=== TEXT EXCERPT ===
◆ ◆ ◆ ◆ ◆

Transferring to http://wermenh.com/covid-19/index.html
Yet another SARS-CoV-2 and Covid-19 page

Pandora's Box, a metaphor for 2020: Pandora opened the box. Immediately the impatient Troubles flew out and spread to the far corners of the Earth, only timid Vaccine, err, Hope remained. Or something like that.

My college degree says I'm an electrical engineer. It does so because Carnegie Mellon University back then had a great graduate Computer Science department but no undergrad CS or software engineering program. (Heck, I never heard the latter term until I left CMU!)

However, EEs become very fond of exponential growth and decay, as do biologists, ecologists, and epidemiologists. On the other hand, journalists throw around the term with great abandon and really don't understand what it is.

I've also been interested in the 1918 "Spanish" influenza pandemic ever since I heard Allistair Cooke describe it before the relevant episode of Upstairs, Downstairs. It wasn't until I read more about it during a new pandemic that it appears to have gotten its start in pig farms in Kansas, evoloved to a much more virulent strain in Europe during World War I and came back to the US and wrought devastation throughout the country, including places in Massachusetts I was familiar with but never knew that part of their history.

When the first inklings of a "novel coronavirus" came from Wuhan, China, I immediately started following it there, wondering when it would reach the US. It did as a new, more infectious strain that entered Italy and Washington State. From Italy it came to several places near the Atlantic coast, from Hanover NH (near me!) to New York City (mass transit!) and beyond.

I and others looked at those outbreaks and were alarmed to see true exponential growth of 34-35% per day for a few weeks. That's a doubling time of just 2.3 days. A tenfold increase in a week. 10,000 in a month. I concluded there was no way to avoid it, so I started cooking dinners that would have a lot of leftovers in order to spend two weeks at home if necessary. To this day one of my favorite Covid web sites, 91-divoc.com, has reference lines for 35% growth.

◆ ◆ ◆ ◆ ◆

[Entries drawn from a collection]

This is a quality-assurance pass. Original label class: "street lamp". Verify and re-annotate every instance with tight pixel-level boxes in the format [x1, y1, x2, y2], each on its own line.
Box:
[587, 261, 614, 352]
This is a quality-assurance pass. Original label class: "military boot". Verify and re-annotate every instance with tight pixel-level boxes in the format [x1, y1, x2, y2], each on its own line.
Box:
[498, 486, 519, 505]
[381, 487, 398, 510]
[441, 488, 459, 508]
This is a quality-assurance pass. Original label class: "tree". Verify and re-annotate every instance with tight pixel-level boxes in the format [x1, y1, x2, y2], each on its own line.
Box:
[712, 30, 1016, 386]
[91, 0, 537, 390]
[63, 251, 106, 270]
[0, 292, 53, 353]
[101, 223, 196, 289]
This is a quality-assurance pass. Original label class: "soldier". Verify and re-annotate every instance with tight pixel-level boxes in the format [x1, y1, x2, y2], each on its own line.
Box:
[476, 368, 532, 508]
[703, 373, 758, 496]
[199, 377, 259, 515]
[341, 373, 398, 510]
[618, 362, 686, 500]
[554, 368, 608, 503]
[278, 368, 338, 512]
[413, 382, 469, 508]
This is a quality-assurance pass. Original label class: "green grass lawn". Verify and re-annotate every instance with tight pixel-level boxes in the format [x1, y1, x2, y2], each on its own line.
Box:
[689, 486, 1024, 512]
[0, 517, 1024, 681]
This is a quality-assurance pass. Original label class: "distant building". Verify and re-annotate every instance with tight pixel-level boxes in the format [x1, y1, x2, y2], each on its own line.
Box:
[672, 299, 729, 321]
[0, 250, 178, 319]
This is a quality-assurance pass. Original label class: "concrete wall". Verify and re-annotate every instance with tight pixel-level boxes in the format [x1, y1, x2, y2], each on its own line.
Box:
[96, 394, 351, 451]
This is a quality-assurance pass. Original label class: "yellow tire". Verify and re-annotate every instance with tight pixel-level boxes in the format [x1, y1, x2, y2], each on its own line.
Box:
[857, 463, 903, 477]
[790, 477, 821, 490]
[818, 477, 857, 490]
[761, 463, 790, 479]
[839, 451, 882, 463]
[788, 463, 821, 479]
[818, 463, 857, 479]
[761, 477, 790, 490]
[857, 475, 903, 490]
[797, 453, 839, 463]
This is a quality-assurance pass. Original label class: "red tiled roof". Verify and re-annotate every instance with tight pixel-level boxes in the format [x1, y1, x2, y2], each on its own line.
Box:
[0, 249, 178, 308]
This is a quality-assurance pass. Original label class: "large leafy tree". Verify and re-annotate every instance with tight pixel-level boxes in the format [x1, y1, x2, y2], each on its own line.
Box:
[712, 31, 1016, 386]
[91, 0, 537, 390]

◆ ◆ ◆ ◆ ◆

=== PROBLEMS AND TASKS ===
[a] According to the Covid-19 page, which university granted the writer's college degree?
[b] Write out the stretch of the Covid-19 page from "Pandora's Box, a" through "what it is.".
[c] Extend the Covid-19 page from the point where it stops.
These entries have no connection to the Covid-19 page.

=== LIST OF ANSWERS ===
[a] Carnegie Mellon University

[b]
Pandora's Box, a metaphor for 2020: Pandora opened the box. Immediately the impatient Troubles flew out and spread to the far corners of the Earth, only timid Vaccine, err, Hope remained. Or something like that.

My college degree says I'm an electrical engineer. It does so because Carnegie Mellon University back then had a great graduate Computer Science department but no undergrad CS or software engineering program. (Heck, I never heard the latter term until I left CMU!)

However, EEs become very fond of exponential growth and decay, as do biologists, ecologists, and epidemiologists. On the other hand, journalists throw around the term with great abandon and really don't understand what it is.

[c]
Fortunately, that rate persisted for only three weeks. Some of it was due to ramped up testing, some to the suite of lockdowns, social distancing, and masks and everyone was able to "flatten the curve" and things were looking pretty good by the end of June in most places. Then came a summer surge in parts of the country, and then with cooler, drier weather in November, a new surge, augmented by Thanksgiving and Christmas, and rationing of hospital care is underway.

I'm still interested in the exponential growth and decay, it's easy to compute. While the Divoc site has some of that information, it's a bit piecemeal and at current levels under 5% per day, the noise outweighs the signal. The October/November surge finally convinced me to write a program to take raw data and plot the growth rates for various states and countries. Some of the places that interest me are below, I'll add to it over time, or maybe wind up with data for all 50 states and a fair number of countries. I started with new cases, in order to look for the Thanksgiving surge. I soon added death plots, as that surge happens a few weeks later. I have graphs for both new cases and new deaths. The latter is more variable, so I'm displaying them with a wider range on the Y axis.

Following the graphs I'll have some notes on how they were produced and how I smoothed the data to filter out a lot of the noise.

Stuff you need to know now:

New England states and New York

I live in New Hampshire, the rest of the states are nearby.

West coast

My close relatives are in the west now.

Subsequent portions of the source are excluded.